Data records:
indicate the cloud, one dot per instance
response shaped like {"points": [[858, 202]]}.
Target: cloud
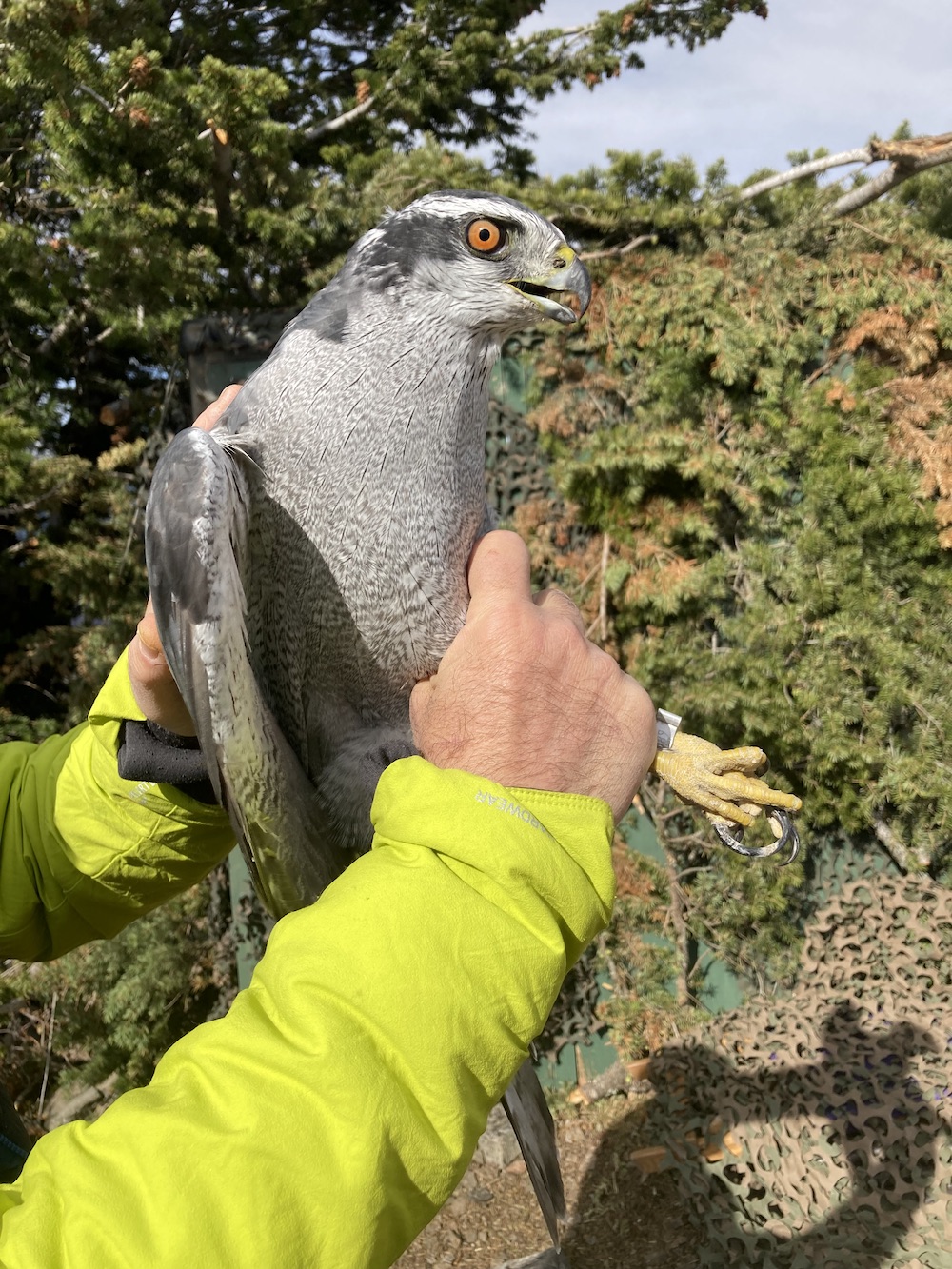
{"points": [[818, 72]]}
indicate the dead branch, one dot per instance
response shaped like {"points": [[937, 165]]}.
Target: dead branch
{"points": [[905, 159], [621, 250], [223, 174], [803, 169], [681, 926], [49, 1054]]}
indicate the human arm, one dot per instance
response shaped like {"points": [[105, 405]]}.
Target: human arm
{"points": [[331, 1112]]}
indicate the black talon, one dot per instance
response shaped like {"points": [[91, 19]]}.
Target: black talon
{"points": [[788, 834]]}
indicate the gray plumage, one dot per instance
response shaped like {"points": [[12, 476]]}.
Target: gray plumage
{"points": [[307, 557]]}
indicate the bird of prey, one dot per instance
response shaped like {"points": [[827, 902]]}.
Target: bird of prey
{"points": [[307, 559]]}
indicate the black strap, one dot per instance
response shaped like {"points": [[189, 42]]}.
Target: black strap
{"points": [[150, 753]]}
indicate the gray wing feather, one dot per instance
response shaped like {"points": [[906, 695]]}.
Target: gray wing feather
{"points": [[196, 541]]}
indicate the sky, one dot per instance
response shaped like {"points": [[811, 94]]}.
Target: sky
{"points": [[818, 72]]}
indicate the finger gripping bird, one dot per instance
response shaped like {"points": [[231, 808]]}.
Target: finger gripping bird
{"points": [[307, 557]]}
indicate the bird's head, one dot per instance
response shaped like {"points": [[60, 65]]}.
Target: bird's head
{"points": [[484, 260]]}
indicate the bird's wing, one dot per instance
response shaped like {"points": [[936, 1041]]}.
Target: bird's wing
{"points": [[525, 1103], [196, 544]]}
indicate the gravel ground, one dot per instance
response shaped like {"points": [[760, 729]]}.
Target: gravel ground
{"points": [[619, 1216]]}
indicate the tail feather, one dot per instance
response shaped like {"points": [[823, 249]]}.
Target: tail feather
{"points": [[525, 1103]]}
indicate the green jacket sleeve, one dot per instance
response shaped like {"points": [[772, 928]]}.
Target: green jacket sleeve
{"points": [[327, 1117], [84, 852]]}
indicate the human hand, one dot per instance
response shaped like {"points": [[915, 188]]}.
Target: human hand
{"points": [[152, 684], [524, 698]]}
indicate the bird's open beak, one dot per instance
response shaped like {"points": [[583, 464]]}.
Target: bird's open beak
{"points": [[567, 278]]}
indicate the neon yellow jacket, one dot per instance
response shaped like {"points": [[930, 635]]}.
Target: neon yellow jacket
{"points": [[329, 1116]]}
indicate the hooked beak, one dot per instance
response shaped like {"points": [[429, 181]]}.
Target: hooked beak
{"points": [[569, 277]]}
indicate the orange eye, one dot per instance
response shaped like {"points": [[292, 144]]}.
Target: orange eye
{"points": [[486, 236]]}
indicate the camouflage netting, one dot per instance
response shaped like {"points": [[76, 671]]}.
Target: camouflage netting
{"points": [[818, 1126]]}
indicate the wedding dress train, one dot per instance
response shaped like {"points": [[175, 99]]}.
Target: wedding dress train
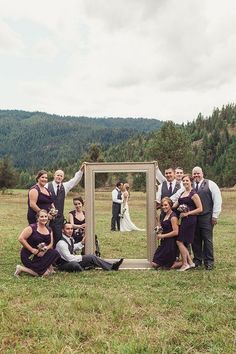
{"points": [[125, 222]]}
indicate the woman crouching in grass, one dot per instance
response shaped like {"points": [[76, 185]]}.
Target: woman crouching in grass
{"points": [[167, 251], [37, 254]]}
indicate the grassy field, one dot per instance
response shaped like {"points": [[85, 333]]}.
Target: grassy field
{"points": [[131, 311]]}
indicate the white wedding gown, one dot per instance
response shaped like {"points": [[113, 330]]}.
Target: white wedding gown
{"points": [[125, 222]]}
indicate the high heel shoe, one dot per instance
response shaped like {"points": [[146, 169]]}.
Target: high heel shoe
{"points": [[18, 271], [183, 268]]}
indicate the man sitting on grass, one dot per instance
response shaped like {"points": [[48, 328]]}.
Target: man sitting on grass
{"points": [[70, 262]]}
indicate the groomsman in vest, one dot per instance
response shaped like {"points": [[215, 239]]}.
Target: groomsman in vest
{"points": [[169, 187], [210, 196], [59, 190], [116, 206], [71, 262]]}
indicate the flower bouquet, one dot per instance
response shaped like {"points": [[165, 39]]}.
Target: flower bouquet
{"points": [[53, 212], [121, 215], [158, 230], [183, 208], [41, 248]]}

■ **Job**
Your job is to transcribe the entries above exactly; skip the pictures.

■ **Solved exercise**
indicate the cloud, one dot per instance
response shaped like {"points": [[858, 202]]}.
Target: cloud
{"points": [[818, 72]]}
indicate the dead branch, one dot per instance
response shaped like {"points": [[937, 165]]}.
Target: dead branch
{"points": [[905, 159], [621, 250], [223, 174], [803, 169], [681, 926], [49, 1054]]}
indicate the human arm, one dot per instance
response shaped like {"points": [[105, 405]]}.
Target: human arm
{"points": [[331, 1112]]}
indicate the black talon, one dot per instance
response shaped like {"points": [[91, 19]]}.
Target: black talon
{"points": [[788, 834]]}
indicate the gray plumage, one dot per instance
response shaped like {"points": [[12, 476]]}.
Target: gray plumage
{"points": [[307, 557]]}
indicate the bird of prey, one dot per instance
response shaped like {"points": [[827, 902]]}.
Target: bird of prey
{"points": [[307, 559]]}
indicate the black strap, one dot per instance
response shaped like {"points": [[189, 42]]}.
Target: black strap
{"points": [[150, 753]]}
indicate the gray wing feather, one dot per instance
response shaped like {"points": [[906, 695]]}.
Target: gray wing feather
{"points": [[196, 541]]}
indicate the sky, one dot per instance
response shaped like {"points": [[811, 94]]}.
Target: sky
{"points": [[818, 72]]}
indicate the finger gripping bird, one dot per instance
response shaped like {"points": [[231, 808]]}.
Target: finger gripping bird
{"points": [[307, 557]]}
indicate the bird's head, one dot per instance
response shaped like {"points": [[60, 65]]}.
Target: bird's head
{"points": [[484, 260]]}
indicate the bird's wing, one dot per instance
response shaped like {"points": [[936, 1041]]}.
Target: bird's wing
{"points": [[525, 1103], [196, 544]]}
indicate the gravel ground, one dot per instance
response shaped like {"points": [[760, 729]]}.
Target: gravel ground
{"points": [[619, 1216]]}
indicate the tail feather, one dot per instance
response shaped like {"points": [[823, 249]]}.
Target: tail feather
{"points": [[525, 1103]]}
indicate the green jacket sleeve, one dot per instance
response shaped like {"points": [[772, 928]]}.
Target: green jacket sleeve
{"points": [[327, 1117], [84, 852]]}
indicate the human hand, one dot per instance
response shaped like {"points": [[915, 188]]}.
Target: human hand
{"points": [[152, 684], [524, 698]]}
indicate the bird's open beak, one dot per instance
response shaped like {"points": [[583, 464]]}.
Target: bird's open beak
{"points": [[567, 278]]}
indicate the neon yellow jacket, one dot per instance
response shaped like {"points": [[930, 635]]}.
Target: neon yellow jacket
{"points": [[329, 1116]]}
indicate the hooked beak, one dot per instance
response shaped like {"points": [[429, 181]]}.
Target: hooked beak
{"points": [[569, 277]]}
indicate the orange eye, one dot per instance
response shaped like {"points": [[292, 144]]}.
Target: orange eye
{"points": [[486, 236]]}
indicate the camouflage netting, one dot per instance
response shaped like {"points": [[76, 671]]}.
Target: camouflage netting
{"points": [[818, 1126]]}
indicate the wedding dress train, one dot per instance
response shaped like {"points": [[175, 99]]}.
Target: wedding dress train
{"points": [[125, 222]]}
indicate the woman crouching in grass, one dot per instance
response shaped like {"points": [[76, 185]]}.
Target: woman crouching in grass
{"points": [[167, 251], [37, 254]]}
indicate the grassy field, one dot per instance
response shaped like {"points": [[85, 333]]}.
Target: grassy field
{"points": [[131, 311]]}
indicate the white wedding gown, one dot per instance
response shaped like {"points": [[113, 330]]}.
Target: white wedding gown
{"points": [[125, 222]]}
indicate the high heel shoe, one dot per instance
response shaped like {"points": [[146, 169]]}.
Target: high heel shoe
{"points": [[18, 271], [183, 268]]}
indicate the man sitting on grass, one dot per instance
response shaped like {"points": [[48, 328]]}.
Target: man sitting on grass
{"points": [[70, 262]]}
indicate the groomsman in vest, one dot per instance
response shaped like {"points": [[215, 239]]}.
Target: groomsman in vest
{"points": [[169, 187], [210, 196], [59, 190], [116, 206], [71, 262]]}
indicate the flower bouquet, one dot per instance
response shaped like {"points": [[165, 39]]}.
Target: flower bouquet
{"points": [[53, 212], [121, 215], [158, 230], [183, 208], [41, 248]]}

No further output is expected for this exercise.